■ WHAT IS NEEDED ■
Gather every line in the records below that contains the word "foliage", and copy each of those lines.

(Coordinate annotation entries)
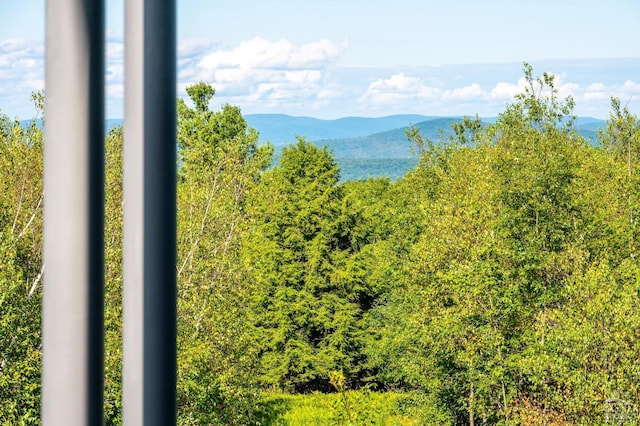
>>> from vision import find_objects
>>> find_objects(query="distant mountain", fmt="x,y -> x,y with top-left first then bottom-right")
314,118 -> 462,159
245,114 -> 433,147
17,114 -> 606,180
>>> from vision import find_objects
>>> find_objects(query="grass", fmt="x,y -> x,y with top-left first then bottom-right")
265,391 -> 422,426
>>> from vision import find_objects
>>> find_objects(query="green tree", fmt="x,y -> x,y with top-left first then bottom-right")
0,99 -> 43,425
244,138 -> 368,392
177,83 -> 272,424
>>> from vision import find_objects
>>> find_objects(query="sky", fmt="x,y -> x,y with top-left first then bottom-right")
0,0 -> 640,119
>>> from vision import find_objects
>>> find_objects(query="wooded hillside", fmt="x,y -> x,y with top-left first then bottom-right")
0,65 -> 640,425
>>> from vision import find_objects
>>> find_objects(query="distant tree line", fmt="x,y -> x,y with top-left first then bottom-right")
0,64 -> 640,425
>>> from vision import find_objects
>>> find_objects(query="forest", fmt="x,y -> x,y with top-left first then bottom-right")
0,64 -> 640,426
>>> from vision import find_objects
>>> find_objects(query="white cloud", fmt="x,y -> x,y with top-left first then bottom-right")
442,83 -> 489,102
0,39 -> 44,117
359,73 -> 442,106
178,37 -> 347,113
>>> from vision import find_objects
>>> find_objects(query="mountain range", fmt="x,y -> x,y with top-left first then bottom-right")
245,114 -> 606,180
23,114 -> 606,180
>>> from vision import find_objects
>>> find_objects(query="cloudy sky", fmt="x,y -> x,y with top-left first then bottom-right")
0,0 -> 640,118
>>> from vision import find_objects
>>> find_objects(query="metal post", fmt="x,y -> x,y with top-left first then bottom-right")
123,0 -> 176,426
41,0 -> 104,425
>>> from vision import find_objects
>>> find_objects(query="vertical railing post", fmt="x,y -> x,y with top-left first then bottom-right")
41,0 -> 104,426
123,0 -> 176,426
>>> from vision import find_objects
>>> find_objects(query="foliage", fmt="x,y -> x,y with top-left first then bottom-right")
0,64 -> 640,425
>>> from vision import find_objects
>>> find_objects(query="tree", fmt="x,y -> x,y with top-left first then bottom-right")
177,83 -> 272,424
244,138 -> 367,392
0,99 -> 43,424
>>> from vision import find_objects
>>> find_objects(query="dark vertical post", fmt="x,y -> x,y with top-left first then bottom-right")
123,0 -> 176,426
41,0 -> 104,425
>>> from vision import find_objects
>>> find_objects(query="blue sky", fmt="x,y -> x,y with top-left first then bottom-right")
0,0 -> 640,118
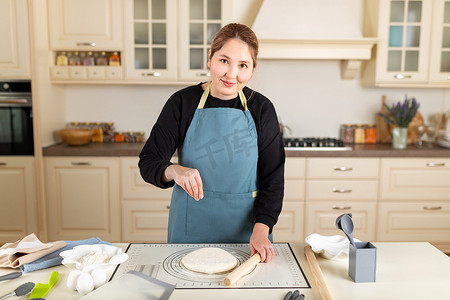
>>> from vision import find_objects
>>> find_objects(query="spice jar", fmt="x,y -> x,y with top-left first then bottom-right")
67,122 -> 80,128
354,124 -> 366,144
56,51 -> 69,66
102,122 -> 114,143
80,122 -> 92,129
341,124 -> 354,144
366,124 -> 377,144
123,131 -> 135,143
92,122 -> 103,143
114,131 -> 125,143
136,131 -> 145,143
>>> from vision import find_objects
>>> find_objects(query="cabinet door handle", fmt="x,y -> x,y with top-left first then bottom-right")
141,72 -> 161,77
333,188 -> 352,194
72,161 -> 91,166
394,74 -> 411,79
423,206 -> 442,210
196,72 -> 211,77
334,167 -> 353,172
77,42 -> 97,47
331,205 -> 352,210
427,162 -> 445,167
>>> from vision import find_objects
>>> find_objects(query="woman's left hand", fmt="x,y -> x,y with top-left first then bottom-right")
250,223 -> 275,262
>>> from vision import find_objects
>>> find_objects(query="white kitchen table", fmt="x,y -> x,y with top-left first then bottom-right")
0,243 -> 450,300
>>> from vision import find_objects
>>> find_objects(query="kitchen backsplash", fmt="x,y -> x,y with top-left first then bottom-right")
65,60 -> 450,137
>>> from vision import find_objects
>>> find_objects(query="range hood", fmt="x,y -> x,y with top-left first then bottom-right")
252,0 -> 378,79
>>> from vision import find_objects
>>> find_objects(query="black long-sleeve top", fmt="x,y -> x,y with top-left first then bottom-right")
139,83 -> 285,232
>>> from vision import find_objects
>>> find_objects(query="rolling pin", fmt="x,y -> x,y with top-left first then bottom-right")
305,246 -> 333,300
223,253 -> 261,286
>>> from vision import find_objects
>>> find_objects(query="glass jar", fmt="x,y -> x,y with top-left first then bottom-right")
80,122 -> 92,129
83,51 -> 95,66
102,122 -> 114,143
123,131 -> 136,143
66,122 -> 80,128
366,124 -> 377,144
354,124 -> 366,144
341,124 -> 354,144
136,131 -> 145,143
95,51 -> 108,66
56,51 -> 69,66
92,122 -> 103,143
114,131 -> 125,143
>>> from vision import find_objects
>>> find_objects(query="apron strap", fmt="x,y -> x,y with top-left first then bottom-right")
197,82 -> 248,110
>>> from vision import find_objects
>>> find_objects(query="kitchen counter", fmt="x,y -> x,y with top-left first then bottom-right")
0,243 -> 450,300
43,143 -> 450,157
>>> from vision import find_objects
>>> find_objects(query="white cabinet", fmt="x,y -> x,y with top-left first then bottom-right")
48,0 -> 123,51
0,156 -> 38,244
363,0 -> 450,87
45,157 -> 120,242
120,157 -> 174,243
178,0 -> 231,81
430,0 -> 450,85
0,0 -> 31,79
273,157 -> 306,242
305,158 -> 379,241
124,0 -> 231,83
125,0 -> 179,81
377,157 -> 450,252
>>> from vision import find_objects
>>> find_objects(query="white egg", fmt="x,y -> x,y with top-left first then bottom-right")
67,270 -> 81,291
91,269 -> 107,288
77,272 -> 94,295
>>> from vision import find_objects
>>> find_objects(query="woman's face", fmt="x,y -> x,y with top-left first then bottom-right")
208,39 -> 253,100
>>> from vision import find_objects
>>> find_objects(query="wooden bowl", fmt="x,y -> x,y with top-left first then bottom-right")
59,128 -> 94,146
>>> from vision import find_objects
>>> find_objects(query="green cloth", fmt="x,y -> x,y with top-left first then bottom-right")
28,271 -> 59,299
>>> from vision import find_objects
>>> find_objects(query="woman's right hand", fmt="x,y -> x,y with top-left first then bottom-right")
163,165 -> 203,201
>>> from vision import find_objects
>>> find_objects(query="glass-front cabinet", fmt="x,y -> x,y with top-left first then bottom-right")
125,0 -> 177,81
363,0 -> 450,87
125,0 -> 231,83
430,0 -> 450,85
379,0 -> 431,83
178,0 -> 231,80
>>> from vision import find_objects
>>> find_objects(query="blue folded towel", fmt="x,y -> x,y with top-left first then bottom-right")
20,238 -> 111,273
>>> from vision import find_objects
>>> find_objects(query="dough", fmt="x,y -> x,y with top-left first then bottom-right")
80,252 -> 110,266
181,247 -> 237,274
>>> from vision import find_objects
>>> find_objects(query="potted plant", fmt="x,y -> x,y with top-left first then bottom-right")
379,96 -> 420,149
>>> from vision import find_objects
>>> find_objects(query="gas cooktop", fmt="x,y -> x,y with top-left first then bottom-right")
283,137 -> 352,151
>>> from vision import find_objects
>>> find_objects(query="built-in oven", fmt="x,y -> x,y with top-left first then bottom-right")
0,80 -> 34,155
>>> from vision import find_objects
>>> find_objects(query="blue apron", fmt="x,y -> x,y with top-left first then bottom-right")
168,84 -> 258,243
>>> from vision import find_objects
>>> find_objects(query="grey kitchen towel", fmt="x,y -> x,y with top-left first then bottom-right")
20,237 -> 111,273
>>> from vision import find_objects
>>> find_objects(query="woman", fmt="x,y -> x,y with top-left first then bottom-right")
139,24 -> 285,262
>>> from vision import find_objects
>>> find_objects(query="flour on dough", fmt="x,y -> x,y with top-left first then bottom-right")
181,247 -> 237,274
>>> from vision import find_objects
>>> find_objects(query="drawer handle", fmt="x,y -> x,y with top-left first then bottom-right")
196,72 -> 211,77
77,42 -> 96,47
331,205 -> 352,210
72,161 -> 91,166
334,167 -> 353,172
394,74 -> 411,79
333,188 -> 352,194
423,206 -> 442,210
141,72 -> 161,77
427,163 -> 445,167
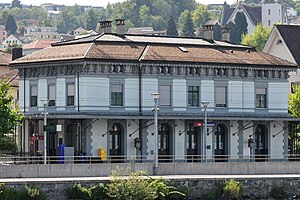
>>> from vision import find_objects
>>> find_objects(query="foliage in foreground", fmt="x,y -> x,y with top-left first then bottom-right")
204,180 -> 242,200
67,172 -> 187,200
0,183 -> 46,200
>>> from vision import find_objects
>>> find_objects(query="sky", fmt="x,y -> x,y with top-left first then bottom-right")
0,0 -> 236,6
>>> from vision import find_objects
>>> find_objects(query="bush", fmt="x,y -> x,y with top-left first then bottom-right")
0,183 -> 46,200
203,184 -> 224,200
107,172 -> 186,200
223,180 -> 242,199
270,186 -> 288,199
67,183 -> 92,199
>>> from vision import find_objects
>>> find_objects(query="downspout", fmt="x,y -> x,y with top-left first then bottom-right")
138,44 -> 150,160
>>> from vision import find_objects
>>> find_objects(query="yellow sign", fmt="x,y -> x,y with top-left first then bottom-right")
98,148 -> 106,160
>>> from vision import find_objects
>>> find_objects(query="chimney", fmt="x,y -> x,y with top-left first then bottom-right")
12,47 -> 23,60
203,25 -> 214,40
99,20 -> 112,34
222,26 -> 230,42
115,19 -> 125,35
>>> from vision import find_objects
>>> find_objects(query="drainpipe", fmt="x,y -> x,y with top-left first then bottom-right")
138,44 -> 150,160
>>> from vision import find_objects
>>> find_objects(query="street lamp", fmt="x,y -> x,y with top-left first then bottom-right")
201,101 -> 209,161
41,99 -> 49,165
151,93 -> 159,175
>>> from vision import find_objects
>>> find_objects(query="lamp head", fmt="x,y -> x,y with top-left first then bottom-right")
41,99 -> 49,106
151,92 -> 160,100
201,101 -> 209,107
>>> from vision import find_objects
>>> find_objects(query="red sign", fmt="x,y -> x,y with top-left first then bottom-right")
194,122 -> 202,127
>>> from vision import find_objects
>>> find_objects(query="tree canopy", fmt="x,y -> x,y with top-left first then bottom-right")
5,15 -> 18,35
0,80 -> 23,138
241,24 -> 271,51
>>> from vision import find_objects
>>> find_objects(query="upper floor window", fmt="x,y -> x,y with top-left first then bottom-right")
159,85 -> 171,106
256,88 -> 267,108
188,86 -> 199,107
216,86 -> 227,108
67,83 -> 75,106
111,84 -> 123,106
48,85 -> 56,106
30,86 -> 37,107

■ RESULT BELOW ■
>>> find_objects(query="foliage", fmt="x,y -> x,y with top-left first then bottom-right")
>>> find_objects(query="foliage in foreground", fmt="x,y -> x,y with top-left first then bottom-right")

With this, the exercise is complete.